§ PAGE EXTRACT:
* * * *

The latter, which requires a thread only to register with an SMR where that SMR can then be used with many DSIs, has the complexity and uglyness of it’s DSI delete behaviour.

I dunno. What a choice. I’m feeling the former, thinking the latter. Wish I had a mailing list now to ask users what they want.

more more more SMR

I’m thinking about removing in-API support for SMR.

Leave the SMR API in the library, but don’t try to build it into the data structure APIs.

This would mean the user has to wrap all necessary API calls with enter/exit read_section and also to call release_element where necessary.

Then leave it up to the user to arrange his SMR states, except with the inherent limitations that a DSI must use one and only one SMR state and a thread activity record can be registered with only one SMR state.

Frankly, it’s still complex.

Could go back to having one API for SMR-using and one for not…

More thought

You can’t actually make a thread activity state wholly separate of the SMR state. Each thread needs to indicate, on a per-SMR basis, whether it’s exited a read section. You could have a list of SMR states in the thread activity state, but that means each read section exit requires a (probably short, but still) list walk.

An DSI must use and only use the same SMR state at all times. So you can’t put one in TLS and use that; you have to pass it into the DSI at init time.

So as it stands, if it’s TLS, the a thread can register with only one SMR and a DSI inherently uses and only uses one SMR.

* * * *

§ TASKS:
(a) Translate this sentence from the SMR passage into Spanish: "Leave the SMR API in the library, but don't try to build it into the data structure APIs."
(b) In the SMR passage, what does each read section exit require if the thread activity state holds a list of SMR states?
Rely only on the SMR passage for every answer.

[Segmentation data]
* * * *

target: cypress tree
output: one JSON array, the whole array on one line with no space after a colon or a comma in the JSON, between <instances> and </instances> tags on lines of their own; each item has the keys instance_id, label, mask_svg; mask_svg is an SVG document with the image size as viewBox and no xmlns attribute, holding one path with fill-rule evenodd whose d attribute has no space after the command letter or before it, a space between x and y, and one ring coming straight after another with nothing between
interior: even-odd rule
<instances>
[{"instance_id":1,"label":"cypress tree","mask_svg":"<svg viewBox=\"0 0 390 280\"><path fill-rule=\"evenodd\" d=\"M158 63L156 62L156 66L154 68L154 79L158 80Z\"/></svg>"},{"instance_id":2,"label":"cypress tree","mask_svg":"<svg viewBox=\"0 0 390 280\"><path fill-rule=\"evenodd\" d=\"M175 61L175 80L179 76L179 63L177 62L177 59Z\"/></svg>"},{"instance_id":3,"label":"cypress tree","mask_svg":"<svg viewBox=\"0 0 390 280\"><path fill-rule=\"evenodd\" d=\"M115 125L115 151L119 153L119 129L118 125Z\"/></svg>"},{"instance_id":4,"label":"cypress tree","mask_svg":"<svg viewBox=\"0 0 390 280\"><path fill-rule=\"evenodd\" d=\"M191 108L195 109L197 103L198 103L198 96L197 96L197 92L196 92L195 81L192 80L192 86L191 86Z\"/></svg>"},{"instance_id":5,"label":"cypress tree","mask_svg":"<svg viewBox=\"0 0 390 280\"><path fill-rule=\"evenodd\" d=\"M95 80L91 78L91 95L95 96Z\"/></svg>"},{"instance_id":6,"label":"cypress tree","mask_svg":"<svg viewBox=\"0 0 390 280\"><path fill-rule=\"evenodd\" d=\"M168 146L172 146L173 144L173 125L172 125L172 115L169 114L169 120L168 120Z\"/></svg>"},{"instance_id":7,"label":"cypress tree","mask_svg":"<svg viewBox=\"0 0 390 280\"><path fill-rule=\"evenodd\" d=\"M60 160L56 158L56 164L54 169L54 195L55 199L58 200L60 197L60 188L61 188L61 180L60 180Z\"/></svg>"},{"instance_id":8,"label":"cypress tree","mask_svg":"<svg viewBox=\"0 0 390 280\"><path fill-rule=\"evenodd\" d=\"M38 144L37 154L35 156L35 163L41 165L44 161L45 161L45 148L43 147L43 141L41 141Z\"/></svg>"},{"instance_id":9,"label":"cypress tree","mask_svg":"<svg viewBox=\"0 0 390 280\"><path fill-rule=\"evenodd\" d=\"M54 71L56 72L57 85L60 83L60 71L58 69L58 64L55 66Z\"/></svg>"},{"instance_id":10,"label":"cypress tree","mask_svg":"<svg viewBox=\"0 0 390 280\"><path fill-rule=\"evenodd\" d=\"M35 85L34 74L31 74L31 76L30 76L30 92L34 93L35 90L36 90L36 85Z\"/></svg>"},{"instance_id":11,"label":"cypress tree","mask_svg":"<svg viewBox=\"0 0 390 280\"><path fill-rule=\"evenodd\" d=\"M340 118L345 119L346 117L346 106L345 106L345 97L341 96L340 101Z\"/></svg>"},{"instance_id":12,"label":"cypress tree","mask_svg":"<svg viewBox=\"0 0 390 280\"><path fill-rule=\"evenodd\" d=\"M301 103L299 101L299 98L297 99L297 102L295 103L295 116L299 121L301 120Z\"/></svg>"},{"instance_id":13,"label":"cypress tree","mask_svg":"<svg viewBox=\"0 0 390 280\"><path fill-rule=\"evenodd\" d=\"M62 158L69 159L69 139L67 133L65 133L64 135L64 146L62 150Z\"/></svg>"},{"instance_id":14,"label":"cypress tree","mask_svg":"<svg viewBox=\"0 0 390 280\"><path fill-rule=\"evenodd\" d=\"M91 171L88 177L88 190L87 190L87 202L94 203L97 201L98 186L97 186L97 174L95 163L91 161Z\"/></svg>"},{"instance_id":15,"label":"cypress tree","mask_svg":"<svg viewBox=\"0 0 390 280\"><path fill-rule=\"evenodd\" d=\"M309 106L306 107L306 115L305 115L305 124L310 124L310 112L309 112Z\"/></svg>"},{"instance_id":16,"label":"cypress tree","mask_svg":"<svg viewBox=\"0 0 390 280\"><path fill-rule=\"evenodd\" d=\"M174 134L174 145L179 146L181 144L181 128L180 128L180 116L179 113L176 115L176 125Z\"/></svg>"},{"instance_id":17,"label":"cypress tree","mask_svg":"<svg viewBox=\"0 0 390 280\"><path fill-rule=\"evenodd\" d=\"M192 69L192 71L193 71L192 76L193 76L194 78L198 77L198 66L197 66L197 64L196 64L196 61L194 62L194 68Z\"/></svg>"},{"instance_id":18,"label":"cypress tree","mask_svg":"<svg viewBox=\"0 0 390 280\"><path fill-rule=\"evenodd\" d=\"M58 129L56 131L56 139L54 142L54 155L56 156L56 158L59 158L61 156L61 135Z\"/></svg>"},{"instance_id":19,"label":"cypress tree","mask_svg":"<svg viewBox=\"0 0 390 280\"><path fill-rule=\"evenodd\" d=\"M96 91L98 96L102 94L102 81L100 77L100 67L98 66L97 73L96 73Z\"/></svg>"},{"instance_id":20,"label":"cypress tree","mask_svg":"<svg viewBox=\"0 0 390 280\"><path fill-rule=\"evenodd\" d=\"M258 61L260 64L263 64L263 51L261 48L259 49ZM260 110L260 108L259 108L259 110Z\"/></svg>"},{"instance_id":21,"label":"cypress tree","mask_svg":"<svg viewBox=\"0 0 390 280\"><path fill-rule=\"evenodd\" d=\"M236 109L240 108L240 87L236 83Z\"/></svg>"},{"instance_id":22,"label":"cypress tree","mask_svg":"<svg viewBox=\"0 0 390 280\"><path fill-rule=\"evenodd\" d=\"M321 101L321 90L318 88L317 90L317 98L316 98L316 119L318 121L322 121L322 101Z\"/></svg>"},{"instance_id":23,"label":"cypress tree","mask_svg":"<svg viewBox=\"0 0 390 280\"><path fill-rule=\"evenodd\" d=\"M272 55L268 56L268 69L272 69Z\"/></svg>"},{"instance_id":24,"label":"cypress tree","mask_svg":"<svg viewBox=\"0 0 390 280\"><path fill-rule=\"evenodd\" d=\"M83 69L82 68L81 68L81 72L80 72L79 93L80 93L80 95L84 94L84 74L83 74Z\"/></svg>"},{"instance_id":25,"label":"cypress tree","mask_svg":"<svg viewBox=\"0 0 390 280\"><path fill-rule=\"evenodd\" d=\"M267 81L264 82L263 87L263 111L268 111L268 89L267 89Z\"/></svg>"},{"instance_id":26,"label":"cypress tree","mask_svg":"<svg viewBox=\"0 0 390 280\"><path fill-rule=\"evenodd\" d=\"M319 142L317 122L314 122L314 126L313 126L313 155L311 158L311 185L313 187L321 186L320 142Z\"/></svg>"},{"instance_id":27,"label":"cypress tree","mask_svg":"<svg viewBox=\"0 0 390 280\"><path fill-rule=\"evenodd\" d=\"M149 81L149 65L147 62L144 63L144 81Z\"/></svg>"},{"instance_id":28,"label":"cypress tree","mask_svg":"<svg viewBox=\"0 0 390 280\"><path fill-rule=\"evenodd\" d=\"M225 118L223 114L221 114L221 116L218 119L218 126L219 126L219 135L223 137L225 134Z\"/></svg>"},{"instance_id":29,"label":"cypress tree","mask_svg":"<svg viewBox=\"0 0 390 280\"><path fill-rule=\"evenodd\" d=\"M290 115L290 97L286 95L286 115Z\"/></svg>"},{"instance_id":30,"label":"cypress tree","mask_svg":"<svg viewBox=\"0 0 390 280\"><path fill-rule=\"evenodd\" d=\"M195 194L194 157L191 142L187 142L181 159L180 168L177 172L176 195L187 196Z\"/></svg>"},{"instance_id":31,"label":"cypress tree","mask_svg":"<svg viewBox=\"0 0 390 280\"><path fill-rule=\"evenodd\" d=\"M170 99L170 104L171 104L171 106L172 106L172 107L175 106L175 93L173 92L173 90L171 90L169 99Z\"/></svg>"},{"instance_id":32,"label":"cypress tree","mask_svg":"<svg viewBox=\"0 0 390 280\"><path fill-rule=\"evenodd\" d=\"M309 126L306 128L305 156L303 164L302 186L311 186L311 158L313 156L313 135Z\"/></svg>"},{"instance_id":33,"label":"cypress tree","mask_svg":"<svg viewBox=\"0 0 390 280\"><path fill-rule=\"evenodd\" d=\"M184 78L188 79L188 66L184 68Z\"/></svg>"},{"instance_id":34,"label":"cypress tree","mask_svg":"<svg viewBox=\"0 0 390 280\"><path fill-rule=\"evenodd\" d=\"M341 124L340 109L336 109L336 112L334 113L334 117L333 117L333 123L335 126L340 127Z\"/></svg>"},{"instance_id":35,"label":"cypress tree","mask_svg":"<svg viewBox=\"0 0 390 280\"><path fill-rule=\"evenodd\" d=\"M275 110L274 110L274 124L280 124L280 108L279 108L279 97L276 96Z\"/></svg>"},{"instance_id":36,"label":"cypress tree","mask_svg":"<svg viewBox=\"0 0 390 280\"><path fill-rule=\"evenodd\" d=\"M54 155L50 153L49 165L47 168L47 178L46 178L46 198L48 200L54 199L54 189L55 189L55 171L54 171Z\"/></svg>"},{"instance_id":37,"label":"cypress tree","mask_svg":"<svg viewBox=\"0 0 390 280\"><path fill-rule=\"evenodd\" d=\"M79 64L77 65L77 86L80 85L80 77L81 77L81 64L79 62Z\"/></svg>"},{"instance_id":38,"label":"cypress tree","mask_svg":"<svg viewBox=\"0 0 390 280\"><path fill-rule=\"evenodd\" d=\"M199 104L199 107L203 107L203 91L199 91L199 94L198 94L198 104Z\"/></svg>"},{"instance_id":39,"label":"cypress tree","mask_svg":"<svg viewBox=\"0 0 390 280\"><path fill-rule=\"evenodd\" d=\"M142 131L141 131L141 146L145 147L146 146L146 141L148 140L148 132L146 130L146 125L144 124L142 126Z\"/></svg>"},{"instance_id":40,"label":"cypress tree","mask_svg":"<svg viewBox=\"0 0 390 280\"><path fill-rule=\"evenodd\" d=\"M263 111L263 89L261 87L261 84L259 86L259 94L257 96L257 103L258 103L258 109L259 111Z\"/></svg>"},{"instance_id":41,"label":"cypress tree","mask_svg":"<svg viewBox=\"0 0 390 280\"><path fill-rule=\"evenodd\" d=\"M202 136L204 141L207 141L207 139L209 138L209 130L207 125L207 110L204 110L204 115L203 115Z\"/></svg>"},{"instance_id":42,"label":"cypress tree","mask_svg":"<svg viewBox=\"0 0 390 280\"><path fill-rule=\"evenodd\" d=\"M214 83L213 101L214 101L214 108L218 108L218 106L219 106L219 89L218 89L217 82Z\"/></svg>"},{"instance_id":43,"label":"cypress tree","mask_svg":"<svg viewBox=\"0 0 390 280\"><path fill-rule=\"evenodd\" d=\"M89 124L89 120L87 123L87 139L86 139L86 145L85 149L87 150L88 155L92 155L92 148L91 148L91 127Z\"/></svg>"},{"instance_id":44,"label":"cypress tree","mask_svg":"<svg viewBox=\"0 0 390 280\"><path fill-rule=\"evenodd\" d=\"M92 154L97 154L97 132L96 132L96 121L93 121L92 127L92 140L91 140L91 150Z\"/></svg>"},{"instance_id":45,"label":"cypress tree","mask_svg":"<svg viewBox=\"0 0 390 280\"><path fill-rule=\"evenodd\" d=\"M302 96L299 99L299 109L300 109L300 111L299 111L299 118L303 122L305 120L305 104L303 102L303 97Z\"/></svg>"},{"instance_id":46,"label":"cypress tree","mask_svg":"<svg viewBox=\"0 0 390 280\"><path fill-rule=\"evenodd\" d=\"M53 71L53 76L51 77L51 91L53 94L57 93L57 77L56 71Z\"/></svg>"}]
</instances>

* * * *

§ RESULTS FOR THE EXERCISE:
(a) Deja la API de SMR en la biblioteca, pero no intentes integrarla en las API de las estructuras de datos.

(b) It requires a list walk, probably a short one.